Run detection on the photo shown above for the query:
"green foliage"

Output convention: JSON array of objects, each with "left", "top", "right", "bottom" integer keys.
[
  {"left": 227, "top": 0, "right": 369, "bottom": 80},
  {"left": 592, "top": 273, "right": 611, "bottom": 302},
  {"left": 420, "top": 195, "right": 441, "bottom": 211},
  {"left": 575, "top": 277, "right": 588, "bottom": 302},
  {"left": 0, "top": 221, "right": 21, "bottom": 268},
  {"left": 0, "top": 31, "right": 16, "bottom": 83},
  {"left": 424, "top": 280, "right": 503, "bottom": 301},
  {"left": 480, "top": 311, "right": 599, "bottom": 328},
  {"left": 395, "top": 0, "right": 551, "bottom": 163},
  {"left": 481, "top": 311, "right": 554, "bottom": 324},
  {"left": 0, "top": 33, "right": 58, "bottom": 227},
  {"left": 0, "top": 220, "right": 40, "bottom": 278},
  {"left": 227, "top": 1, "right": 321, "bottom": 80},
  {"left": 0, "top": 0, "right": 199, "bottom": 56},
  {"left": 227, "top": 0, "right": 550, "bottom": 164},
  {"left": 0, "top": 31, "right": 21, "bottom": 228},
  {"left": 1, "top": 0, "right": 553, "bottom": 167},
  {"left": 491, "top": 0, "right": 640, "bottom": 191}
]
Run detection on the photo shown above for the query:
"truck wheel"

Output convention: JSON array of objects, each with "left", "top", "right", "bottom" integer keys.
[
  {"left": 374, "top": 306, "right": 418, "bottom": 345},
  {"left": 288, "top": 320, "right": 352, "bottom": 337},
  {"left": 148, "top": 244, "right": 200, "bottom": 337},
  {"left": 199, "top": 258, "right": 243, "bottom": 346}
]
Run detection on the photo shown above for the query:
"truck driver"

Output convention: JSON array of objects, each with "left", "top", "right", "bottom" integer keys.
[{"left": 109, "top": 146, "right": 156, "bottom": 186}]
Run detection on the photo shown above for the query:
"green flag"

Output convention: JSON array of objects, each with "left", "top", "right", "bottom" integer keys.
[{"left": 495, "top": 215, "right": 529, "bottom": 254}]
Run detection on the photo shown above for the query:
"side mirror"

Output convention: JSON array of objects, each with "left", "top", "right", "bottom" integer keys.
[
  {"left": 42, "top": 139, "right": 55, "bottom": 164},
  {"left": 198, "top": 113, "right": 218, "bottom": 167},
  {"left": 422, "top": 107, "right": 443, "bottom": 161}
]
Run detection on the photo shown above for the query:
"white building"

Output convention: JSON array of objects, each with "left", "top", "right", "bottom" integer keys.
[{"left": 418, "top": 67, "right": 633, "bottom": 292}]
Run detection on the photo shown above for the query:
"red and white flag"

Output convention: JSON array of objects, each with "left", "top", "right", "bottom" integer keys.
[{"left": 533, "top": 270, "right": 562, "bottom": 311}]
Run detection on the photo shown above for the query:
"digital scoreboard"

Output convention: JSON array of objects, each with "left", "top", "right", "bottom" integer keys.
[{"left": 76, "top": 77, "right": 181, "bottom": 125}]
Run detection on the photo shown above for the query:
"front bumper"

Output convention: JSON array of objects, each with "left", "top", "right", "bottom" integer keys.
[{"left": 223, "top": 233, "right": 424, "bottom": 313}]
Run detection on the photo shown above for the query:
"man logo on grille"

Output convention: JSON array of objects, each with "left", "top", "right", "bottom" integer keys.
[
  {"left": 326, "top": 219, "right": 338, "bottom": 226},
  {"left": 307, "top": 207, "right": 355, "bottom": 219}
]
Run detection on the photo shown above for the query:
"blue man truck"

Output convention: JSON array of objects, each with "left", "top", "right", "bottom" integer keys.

##############################

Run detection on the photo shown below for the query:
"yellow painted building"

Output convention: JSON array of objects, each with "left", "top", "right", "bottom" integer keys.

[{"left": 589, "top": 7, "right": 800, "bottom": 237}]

##############################

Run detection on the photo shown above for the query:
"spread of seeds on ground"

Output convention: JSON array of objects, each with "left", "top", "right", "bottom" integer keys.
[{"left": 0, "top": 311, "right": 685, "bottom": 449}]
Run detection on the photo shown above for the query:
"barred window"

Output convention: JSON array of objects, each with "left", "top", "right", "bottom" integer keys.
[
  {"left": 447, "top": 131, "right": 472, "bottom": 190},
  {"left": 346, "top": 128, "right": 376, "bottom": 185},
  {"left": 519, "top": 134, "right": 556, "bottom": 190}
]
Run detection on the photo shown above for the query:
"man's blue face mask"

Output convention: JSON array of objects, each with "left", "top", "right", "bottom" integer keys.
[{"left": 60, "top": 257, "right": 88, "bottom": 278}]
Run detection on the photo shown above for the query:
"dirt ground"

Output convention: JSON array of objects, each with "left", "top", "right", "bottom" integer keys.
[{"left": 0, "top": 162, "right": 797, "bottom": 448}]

##############################

#### REQUIRED WORK:
Working from the listing, state how many lines include "ground". The reply must be that number alone.

#### RESPONSE TO THIS TASK:
2